Data provided –
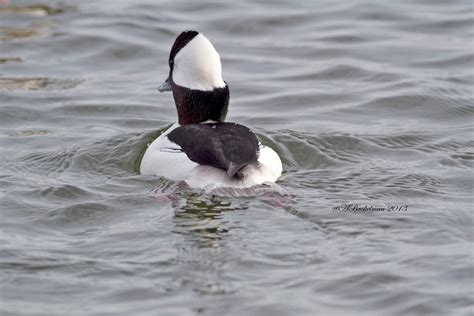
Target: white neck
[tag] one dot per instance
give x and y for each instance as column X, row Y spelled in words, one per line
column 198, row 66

==

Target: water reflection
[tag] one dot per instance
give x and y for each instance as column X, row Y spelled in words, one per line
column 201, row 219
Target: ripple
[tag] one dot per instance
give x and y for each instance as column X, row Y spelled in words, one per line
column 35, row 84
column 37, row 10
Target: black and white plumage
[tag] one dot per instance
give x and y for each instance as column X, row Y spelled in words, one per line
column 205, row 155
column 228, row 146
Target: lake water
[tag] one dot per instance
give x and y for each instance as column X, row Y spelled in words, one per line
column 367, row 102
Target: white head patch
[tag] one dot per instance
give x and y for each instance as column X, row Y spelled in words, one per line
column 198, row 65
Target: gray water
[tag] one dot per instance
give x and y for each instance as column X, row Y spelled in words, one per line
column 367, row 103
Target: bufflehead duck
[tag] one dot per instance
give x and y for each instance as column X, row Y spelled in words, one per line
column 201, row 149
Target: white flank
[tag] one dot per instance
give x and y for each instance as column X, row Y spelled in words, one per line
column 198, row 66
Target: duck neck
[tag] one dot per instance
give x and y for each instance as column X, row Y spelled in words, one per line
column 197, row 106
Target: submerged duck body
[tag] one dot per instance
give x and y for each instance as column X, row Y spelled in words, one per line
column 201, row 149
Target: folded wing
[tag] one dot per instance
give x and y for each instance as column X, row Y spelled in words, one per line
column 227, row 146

What is being asked – Pick out each line in the records that contains the word "white", matching case exactly, and copy those lines.

Complete answer –
Target: white neck
Target: black and white plumage
Target: white head patch
Target: white flank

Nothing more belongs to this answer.